[[ Source material, beginning ]]

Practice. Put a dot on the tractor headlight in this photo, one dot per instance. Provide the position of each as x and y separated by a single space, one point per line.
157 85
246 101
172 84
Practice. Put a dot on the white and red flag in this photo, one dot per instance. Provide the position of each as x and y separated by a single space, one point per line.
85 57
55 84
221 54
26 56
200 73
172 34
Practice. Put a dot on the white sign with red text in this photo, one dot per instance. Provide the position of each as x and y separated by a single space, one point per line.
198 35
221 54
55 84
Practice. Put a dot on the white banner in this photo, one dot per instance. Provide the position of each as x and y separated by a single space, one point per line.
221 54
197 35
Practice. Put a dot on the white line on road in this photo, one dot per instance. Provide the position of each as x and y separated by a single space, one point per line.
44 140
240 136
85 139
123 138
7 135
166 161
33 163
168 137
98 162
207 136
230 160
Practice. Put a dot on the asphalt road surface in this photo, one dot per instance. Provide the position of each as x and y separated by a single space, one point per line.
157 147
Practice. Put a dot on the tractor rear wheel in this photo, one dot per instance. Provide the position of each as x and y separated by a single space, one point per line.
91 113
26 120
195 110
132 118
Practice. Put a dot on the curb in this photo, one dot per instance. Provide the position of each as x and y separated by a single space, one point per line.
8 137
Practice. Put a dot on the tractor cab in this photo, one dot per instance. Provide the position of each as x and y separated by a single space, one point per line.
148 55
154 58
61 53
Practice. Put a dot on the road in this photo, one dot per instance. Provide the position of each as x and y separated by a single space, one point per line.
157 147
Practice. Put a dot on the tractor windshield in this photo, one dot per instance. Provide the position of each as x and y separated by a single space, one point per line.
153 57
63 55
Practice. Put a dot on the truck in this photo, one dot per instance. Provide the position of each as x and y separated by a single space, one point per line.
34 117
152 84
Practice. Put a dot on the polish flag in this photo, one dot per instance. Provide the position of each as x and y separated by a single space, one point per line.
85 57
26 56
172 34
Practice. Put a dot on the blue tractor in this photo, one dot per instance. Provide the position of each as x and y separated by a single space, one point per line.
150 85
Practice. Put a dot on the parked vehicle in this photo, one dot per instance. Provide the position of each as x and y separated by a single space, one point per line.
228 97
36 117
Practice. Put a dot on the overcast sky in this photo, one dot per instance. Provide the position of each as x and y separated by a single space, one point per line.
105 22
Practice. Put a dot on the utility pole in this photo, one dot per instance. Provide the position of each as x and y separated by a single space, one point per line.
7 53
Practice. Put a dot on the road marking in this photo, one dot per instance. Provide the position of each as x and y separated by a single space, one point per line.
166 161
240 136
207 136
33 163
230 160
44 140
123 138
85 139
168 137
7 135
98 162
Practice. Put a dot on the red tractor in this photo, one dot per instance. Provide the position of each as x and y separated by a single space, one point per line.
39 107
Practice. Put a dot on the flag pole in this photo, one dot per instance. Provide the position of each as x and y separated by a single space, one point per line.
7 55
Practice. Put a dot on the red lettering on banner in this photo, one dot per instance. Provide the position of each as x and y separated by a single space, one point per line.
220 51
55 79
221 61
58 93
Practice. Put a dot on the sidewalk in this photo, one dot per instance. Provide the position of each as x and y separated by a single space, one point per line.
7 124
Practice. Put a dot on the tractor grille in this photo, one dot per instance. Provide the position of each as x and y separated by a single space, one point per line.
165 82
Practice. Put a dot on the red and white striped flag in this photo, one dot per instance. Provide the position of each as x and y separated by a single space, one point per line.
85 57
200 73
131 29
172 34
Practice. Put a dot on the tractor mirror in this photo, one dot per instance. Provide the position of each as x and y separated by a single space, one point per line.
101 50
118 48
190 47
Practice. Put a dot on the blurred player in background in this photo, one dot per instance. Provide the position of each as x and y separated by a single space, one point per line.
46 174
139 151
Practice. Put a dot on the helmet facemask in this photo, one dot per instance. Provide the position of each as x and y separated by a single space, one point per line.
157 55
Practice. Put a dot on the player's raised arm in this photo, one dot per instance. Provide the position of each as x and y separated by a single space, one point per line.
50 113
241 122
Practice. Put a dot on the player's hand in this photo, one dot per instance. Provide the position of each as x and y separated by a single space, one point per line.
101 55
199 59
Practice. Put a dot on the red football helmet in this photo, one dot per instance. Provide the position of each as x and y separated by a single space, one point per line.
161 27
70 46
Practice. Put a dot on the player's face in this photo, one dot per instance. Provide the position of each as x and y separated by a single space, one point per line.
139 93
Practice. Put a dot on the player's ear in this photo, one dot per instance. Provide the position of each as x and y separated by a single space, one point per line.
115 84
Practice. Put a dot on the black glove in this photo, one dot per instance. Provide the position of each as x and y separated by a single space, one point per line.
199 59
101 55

[[ Source material, end ]]

# Exercise instructions
In full and without alteration, output the listing.

# Task solution
Practice. Put a dot on the tractor headlight in this photo, one dot per instance. Provide the position of each as x and y separated by a single space, one point per line.
157 85
246 101
172 84
Practice. Put a dot on the white and red flag in this photo, one dot per instance. Provide the position of each as x and y separated by a single space, one point per line.
85 57
55 84
221 54
26 56
200 73
172 34
Practice. Put a dot on the white sign with red text in this photo, one dot per instance. Provide the position of each as x and y separated by a single space, one point per line.
198 35
221 54
55 84
Practice. Put a dot on the white banner in this photo, one dot per instance. Provide the position of each as x and y separated by a single space, one point per line.
221 54
197 35
Practice. Put a dot on the white line on road in this photo, one dot per instance. Provide the position of each as x and y separated by a single space, one point per line.
44 140
240 136
85 139
123 138
7 135
166 161
33 163
168 137
98 162
207 136
230 160
Practice. Put a dot on the asphalt road surface in this photo, one dot per instance. Provide the position of each as x and y separated by a single space, one point per line.
157 147
Practice. Put a dot on the tractor rear wheel in this photo, one dot per instance. Provide the position of each as x and y separated by a single space, one point per line.
91 113
26 120
195 110
132 118
Practice. Put a dot on the curb in this photo, one dot per instance. Provide the position of each as x and y separated by a single space, one point per line.
8 137
Practice. Put a dot on the tractor cab in this photo, one dot per instance. Provide the position of each as x and y separated by a single space, one point per line.
148 55
154 58
61 53
Practice. Put a dot on the road in this photo, one dot per instance. Provide the position of each as x and y separated by a single space, one point per line.
157 147
Practice. Put a dot on the tractor windshield in this photo, one dot per instance. Provide the position of each as x and y separated by a single space, one point per line.
153 57
63 55
Practice. Put a dot on the truck in this photo, one dot per instance. Provide the position of each as x and y separated by a single space, one point per line.
34 117
152 84
Practice. Put a dot on the polish flag in this photo, one dot per instance. Provide the position of each as x and y separated by a single space, one point per line.
85 57
26 56
172 34
Practice. Put a dot on the blue tractor in this photo, one dot per instance. Provide the position of each as x and y separated by a single space, one point per line.
150 85
Practice. Put a dot on the parked vehicle in this photo, one dot per instance. Provide the position of each as x and y separated by a single space, one point per line.
228 97
36 117
Practice. Put a dot on the overcast sky in this photo, one dot per instance. Provide the position of each as x and y separated by a single space, one point per line.
105 22
Practice. Put a dot on the utility pole in this photo, one dot per instance. Provide the position of each as x and y separated by a single space, one point per line.
7 53
Practice. Put a dot on the road marking in this photo, one dot per instance. Provide the position of each as x and y separated by a single space, one point per line.
166 161
240 136
207 136
33 163
230 160
44 140
123 138
85 139
168 137
7 135
98 162
Practice. Put a dot on the red tractor in this photo, one dot per instance. Provide the position of each as x and y separated by a single space, one point per line.
39 107
Practice. Put a dot on the flag pole in this photo, one dot per instance. Provide the position of each as x and y separated by a single space, one point per line.
7 55
Practice. Put a dot on the red lettering on banner in this photo, one dot per instance. Provide the position of each as x and y separated by a single space, one point per line.
220 51
55 79
221 61
58 93
Practice. Put a dot on the sidewalk in this photo, one dot per instance. Provide the position of each as x and y separated by a single space, one point per line.
7 124
Practice. Put a dot on the tractor grille in this photo, one dot per instance. Provide the position of each as x and y separated by a single space, one point per line.
165 82
Practice. Put a dot on the red and white striped flag in this photo, one dot per instance. Provide the position of each as x and y separated by a single space, one point per line.
85 57
200 73
131 29
172 34
Practice. Put a dot on the tractor mirror in this photo, one dot per instance. Provide the position of each as x and y separated by a single space, one point per line.
101 50
118 48
190 47
Practice. Put a dot on the blurred player in background in this photo, one dot per instance. Provide the position of each as x and y separated by a single space, one point per line.
46 174
139 151
Practice. Put a dot on the helmet facemask in this photo, one dot per instance. Provide the position of each as x and y separated by a single space, one point per line.
157 55
Practice. Put a dot on the player's raised arm in this photo, one dot per instance. Provide the position of each as x and y separated by a single space, one point per line.
50 113
241 122
Practice. Put a dot on the player's hand in this photo, one dot per instance. Provide the position of each as x and y separated by a single space, one point per line.
101 55
199 59
Practice. Put a dot on the red football helmet in this photo, one dot per instance. Provide the position of each as x and y separated by a single space, one point per line.
161 27
70 46
Practice. Put a dot on the player's face in this photo, one dot per instance. Provide the position of each as x and y separated by a single space, one point per line.
139 93
Practice. Put a dot on the player's ear in this photo, one dot per instance. Provide the position of each as x and y separated by a single space, one point per line.
115 84
Practice. Put a dot on the black glove in this photo, one dot per instance. Provide the position of each as x and y separated by a single space, one point per line.
199 59
101 55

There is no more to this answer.